§ **Required work**
List every person the photo-shoot blog post mentions by first name.
*** Study text Section Begins ***
We showed up at the studio very cranky, soaked, sweat trickling down our backs into our "you know wheres", 35 minutes late and extremely unenthusiastic. The team of photographers announced almost immediately that we would begin with the "own clothing" pictures. James and I winced at the thought of just how silly we must seem showing up with these clothes for a formal family portrait. Jude's tank top was so loose that we had to keep adjusting it so that the loose part would hang in the back where you couldn't see it, and his grey shorts were undeniably stained... like I said earlier, street rat clothing. Thankfully, the ladies offered me a brush and I was able to straighten my hair.



The shoot turned out to be super fun and we had a blast. They also videotaped us the whole time, so it captures us dialoguing with them in Chinese (something I don't think we've had on this blog). I don't know if the video will be too big or not, but I will try to post it on here along with these pictures. When I think about the fact that we almost didn't go just because of a hot day and cranky moods, I am so thankful that we actually did go. Two days later I was in the hospital and our world was turned upside down. Thank God for his foresight and his blessings!

I had to be pinned tightly into this qipao (traditional Chinese dress) and wore shoes that were about four sizes too big for me. Nonetheless, it was a great time. These pictures were only a few of the pictures that were taken, but I think that they are a pretty great selection. We haven't actually seen these pictures in the flesh yet. This last Sunday night at about 11:00 pm our time, I was bemoaning to our Chinese friends on Skype that we left before we were able to get these pictures picked up. Well, low and behold, when we woke up the next morning, our Gmail inbox had been flooded with pictures of our pictures, which are now waiting with the rest of our possessions in Beijing to somehow make their way back to us. What wonderful friends!

Catch a good glimpse of those golden locks while you still can. Soon, and perhaps forever, I'll be a patchy scalp with red spots (all hidden under various soft caps of course, and perhaps a wig depending on how pricey they get). This may be the only time you'll hear me say that I have loved my hair for years. Actually, never mind, I do plan on devoted a whole blog entry to my hair (just a warning for all of you who think that is too vain). My plan is to buzz my head at the beginning of the treatments. I'd rather watch it all fall off in its entirety at one time than see it fall out miserable clump by miserable clump. Additionally, the skin is expected to become quite sensitive on my scalp and the thought of buzzing a sensitive scalp just sounds unpleasant. Trust me, you'll be hearing more about this.

I am officially taking votes on which photos people like the best. My personal favorite is the one at the top with us all in traditional Chinese dress. James, the pompous landlord lectures his sons, who joyfully accept all of his instructions (looking as cute as possible), while the doting wife and mother smiles on. I also love the individual ones of the boys. I also suspect that this is the same photo studio that came to Ari's school and took that strange Harry Potter picture of him that I posted this last Christmas. I am almost positive that those are the same glasses! Oh well, very studious looking!

For now, that is it. Farewell from the Freys!
*** Study text Section Ends ***
*** Supplied information Section Begins ***
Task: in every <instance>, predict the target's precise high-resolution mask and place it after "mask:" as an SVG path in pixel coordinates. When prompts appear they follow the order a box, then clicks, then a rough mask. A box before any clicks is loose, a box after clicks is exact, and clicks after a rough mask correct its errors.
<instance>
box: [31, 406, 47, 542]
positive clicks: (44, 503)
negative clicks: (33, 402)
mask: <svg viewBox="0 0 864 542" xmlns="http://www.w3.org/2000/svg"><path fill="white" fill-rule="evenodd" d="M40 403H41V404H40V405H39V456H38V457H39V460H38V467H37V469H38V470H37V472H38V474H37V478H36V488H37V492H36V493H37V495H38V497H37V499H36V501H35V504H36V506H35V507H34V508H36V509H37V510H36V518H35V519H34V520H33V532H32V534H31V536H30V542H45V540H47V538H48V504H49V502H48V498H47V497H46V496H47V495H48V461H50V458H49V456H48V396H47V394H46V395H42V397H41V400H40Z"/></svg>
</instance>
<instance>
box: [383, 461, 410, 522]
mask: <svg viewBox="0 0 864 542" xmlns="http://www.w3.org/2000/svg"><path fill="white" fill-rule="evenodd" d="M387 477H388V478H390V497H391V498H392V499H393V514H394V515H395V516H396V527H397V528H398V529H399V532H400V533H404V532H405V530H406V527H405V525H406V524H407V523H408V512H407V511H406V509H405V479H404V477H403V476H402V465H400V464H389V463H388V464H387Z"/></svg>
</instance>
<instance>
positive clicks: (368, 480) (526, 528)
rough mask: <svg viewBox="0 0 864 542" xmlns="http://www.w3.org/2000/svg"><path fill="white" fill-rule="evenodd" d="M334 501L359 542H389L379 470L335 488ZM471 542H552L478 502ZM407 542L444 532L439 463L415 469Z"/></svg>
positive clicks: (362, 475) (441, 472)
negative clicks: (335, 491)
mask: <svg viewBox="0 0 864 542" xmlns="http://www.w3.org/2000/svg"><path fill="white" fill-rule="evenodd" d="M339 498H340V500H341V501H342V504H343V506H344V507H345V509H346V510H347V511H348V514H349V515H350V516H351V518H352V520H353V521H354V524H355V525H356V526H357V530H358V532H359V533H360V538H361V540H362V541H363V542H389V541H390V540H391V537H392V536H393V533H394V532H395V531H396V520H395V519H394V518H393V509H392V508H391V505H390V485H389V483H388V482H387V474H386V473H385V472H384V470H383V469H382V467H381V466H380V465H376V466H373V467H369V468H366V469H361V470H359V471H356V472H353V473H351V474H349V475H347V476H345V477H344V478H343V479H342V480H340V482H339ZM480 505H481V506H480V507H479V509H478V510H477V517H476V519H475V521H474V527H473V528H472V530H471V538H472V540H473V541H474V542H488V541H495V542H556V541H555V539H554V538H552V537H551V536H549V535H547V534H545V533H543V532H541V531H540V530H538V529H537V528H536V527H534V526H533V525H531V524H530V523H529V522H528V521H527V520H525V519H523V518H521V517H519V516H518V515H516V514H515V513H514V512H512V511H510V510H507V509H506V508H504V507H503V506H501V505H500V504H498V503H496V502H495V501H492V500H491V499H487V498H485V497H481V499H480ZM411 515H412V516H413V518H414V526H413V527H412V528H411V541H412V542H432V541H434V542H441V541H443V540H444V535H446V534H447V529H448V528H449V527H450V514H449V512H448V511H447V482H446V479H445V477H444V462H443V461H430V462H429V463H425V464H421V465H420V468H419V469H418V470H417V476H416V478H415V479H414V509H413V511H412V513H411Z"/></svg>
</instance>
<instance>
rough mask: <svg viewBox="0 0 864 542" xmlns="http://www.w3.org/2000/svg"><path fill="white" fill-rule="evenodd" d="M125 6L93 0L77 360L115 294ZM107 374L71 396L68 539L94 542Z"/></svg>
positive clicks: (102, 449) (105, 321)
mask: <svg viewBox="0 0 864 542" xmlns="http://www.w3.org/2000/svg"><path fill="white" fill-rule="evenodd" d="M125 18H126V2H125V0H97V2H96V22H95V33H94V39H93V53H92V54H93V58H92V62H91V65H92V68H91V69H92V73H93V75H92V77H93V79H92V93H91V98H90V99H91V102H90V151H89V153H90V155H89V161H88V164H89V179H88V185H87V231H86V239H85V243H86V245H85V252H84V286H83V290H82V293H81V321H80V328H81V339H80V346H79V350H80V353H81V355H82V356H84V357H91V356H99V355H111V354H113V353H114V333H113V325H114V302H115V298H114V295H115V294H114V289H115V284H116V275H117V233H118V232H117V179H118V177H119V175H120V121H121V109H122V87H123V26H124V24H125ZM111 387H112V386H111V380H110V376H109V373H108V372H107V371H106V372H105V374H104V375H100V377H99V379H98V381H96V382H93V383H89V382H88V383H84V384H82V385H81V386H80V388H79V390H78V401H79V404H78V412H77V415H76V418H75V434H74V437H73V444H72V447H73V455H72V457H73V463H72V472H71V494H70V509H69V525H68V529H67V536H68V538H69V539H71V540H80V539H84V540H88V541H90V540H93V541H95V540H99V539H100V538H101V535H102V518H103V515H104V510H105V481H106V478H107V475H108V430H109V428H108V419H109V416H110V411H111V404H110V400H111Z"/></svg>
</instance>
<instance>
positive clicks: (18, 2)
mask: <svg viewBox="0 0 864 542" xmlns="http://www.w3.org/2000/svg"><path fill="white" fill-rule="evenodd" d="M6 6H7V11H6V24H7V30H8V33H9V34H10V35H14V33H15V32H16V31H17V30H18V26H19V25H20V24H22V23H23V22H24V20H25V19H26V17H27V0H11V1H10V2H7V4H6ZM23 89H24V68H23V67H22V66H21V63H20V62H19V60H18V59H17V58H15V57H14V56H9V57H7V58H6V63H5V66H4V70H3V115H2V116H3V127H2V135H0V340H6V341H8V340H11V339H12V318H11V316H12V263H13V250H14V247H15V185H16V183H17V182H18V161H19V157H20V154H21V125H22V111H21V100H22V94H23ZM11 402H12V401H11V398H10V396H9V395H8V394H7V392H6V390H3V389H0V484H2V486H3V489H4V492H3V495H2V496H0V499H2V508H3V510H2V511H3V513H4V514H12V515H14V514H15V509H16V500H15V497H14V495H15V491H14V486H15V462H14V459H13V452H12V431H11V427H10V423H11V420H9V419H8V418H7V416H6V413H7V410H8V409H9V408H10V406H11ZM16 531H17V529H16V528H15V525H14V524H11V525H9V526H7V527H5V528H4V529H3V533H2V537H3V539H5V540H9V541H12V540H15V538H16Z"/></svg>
*** Supplied information Section Ends ***
§ **Result of the task**
James, Jude, Ari